__Exercise details__
Collect each line from the entries below that contains the string "signpost", and copy those lines unchanged.

__Dataset__

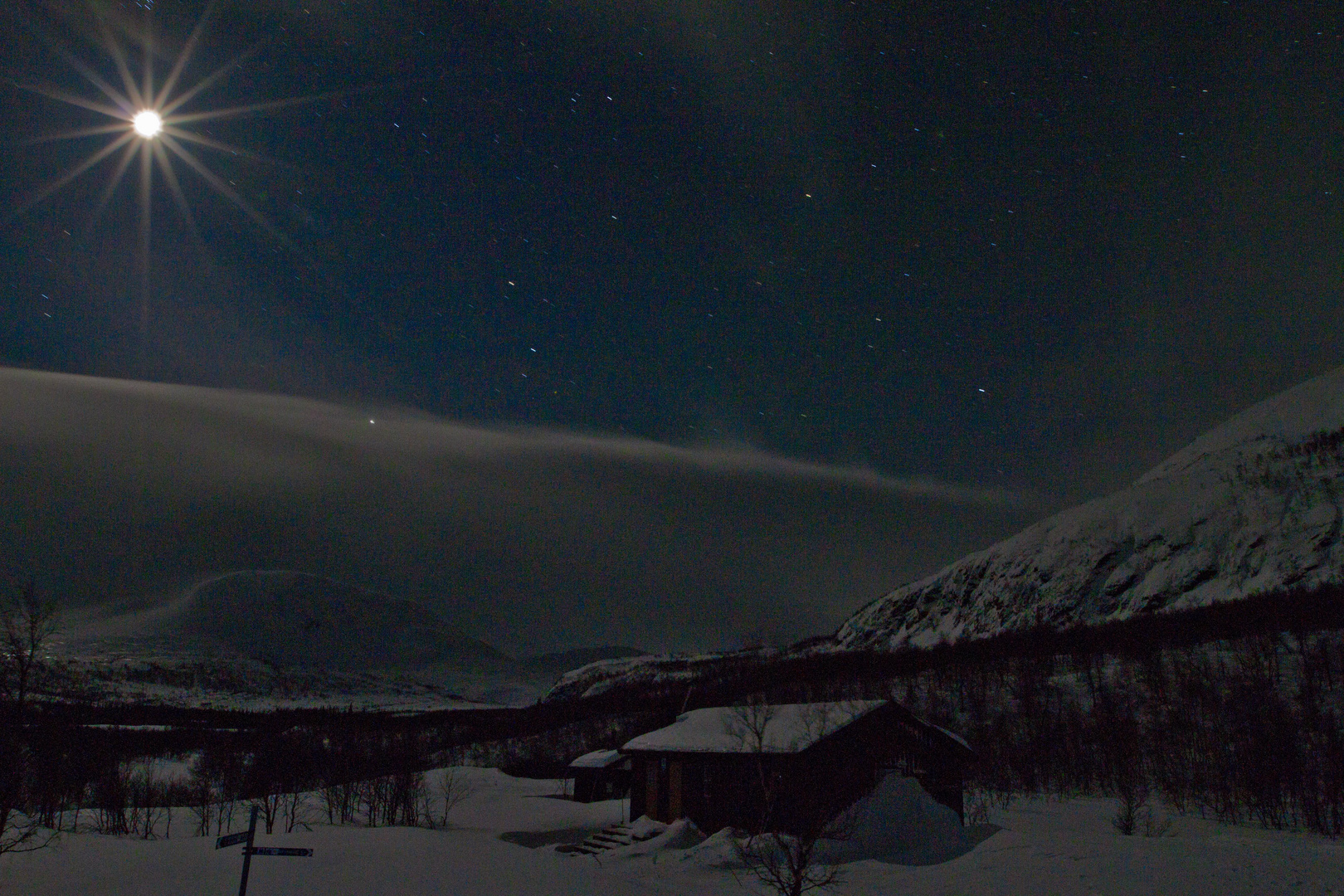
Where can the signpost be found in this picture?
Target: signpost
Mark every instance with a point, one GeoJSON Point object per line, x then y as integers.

==

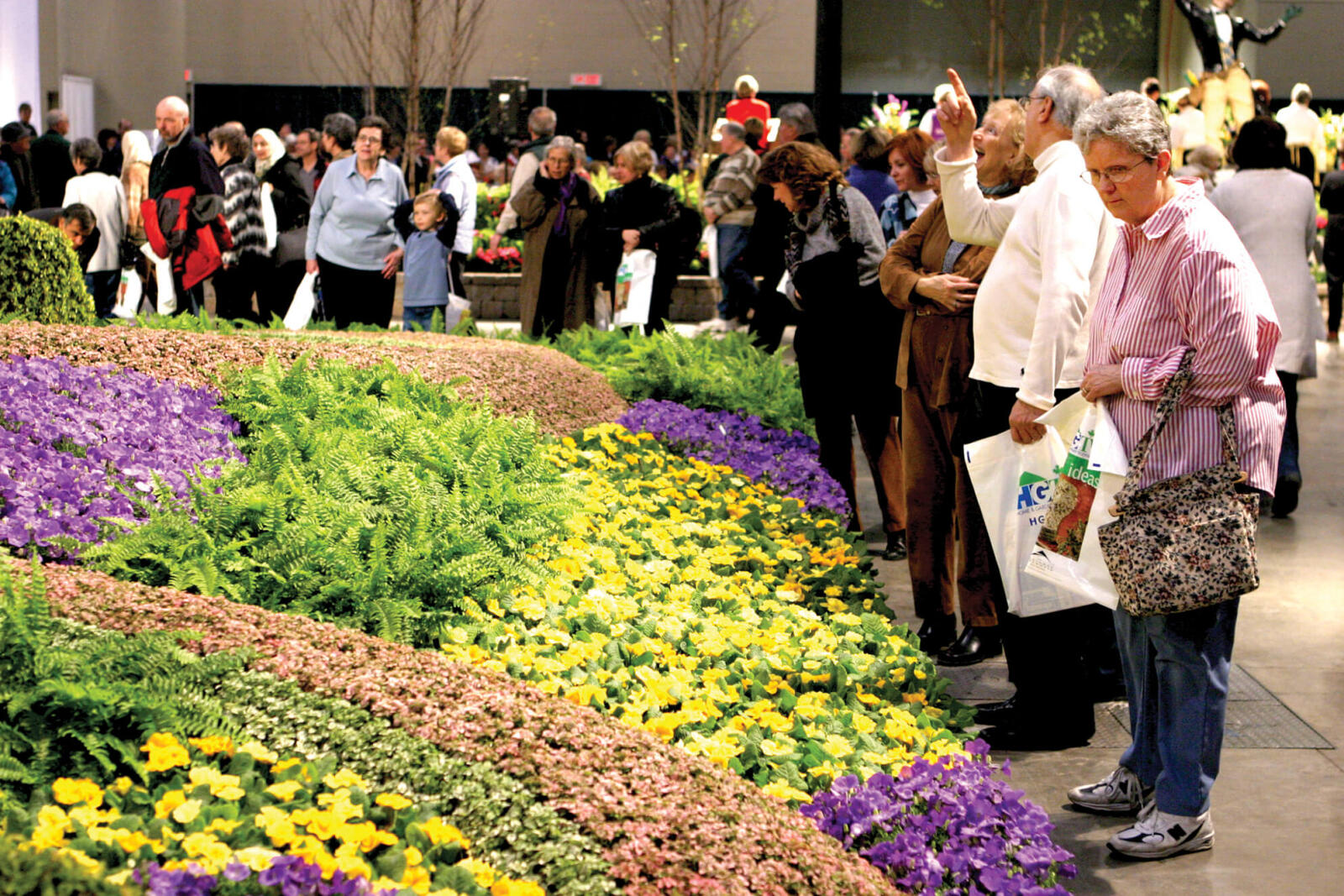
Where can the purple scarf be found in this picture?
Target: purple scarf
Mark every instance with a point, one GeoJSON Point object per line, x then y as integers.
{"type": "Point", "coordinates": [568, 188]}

__Answer__
Where can the signpost be found in this picture?
Target: signpost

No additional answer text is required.